## [WHAT THE EXERCISE ASKS]
Count the lines in the rows below that contain the string "scarf", treating uppercase and lowercase letters as different. Reply with the number alone.

## [DATA]
--- START ---
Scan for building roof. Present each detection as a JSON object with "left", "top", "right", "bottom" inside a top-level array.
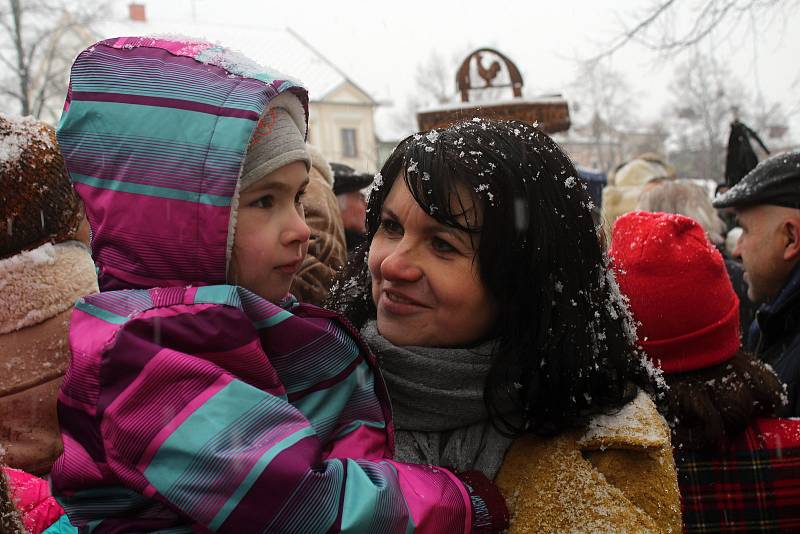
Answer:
[{"left": 95, "top": 18, "right": 377, "bottom": 105}]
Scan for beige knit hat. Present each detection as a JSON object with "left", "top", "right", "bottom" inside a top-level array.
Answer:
[
  {"left": 0, "top": 114, "right": 80, "bottom": 259},
  {"left": 240, "top": 106, "right": 311, "bottom": 191}
]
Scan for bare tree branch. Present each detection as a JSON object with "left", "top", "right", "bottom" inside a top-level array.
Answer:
[
  {"left": 591, "top": 0, "right": 800, "bottom": 60},
  {"left": 0, "top": 0, "right": 109, "bottom": 116}
]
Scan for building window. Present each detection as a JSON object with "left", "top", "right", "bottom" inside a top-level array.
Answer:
[{"left": 341, "top": 128, "right": 358, "bottom": 158}]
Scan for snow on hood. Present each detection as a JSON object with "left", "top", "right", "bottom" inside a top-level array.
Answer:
[{"left": 58, "top": 37, "right": 308, "bottom": 290}]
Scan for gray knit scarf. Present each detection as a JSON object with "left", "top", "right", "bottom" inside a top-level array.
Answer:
[{"left": 361, "top": 321, "right": 511, "bottom": 478}]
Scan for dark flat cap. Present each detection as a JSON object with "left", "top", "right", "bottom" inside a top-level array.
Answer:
[
  {"left": 713, "top": 151, "right": 800, "bottom": 209},
  {"left": 331, "top": 163, "right": 375, "bottom": 195}
]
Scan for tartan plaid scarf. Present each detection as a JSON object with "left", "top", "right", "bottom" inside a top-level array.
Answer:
[{"left": 675, "top": 419, "right": 800, "bottom": 533}]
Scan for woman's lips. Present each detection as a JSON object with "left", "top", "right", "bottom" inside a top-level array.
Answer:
[
  {"left": 275, "top": 260, "right": 303, "bottom": 274},
  {"left": 380, "top": 290, "right": 428, "bottom": 315}
]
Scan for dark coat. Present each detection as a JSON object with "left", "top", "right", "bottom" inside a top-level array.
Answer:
[
  {"left": 723, "top": 255, "right": 757, "bottom": 336},
  {"left": 747, "top": 266, "right": 800, "bottom": 417}
]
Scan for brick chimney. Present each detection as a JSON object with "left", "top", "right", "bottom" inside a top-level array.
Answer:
[{"left": 128, "top": 2, "right": 147, "bottom": 22}]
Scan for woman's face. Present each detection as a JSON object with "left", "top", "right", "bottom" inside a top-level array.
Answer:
[{"left": 368, "top": 176, "right": 497, "bottom": 347}]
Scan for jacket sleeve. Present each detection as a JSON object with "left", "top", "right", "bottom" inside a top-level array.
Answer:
[{"left": 90, "top": 310, "right": 471, "bottom": 532}]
--- END ---
## [ANSWER TO THE EXERCISE]
2